### How to complete this task
Going line by line through the entries below, count those that contain "running". Give the number by itself.

Data items
_ _ _ _ _ _ _

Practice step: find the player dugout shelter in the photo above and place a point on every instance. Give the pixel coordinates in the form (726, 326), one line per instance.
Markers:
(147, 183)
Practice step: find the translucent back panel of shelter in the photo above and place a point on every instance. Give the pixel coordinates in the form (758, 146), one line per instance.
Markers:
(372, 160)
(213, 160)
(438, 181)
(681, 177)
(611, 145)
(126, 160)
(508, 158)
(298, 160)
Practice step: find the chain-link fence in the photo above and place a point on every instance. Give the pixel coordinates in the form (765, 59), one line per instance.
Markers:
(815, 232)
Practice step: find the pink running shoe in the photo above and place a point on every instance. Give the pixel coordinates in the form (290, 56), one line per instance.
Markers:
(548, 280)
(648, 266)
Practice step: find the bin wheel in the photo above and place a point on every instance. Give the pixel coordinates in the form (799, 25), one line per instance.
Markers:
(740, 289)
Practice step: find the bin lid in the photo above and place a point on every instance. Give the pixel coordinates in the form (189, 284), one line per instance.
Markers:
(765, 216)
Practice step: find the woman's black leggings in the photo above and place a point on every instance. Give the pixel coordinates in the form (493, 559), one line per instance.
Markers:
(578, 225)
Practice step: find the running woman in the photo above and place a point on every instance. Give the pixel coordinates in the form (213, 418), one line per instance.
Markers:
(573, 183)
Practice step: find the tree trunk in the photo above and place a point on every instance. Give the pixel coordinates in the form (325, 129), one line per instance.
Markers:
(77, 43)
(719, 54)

_ _ _ _ _ _ _

### The answer
2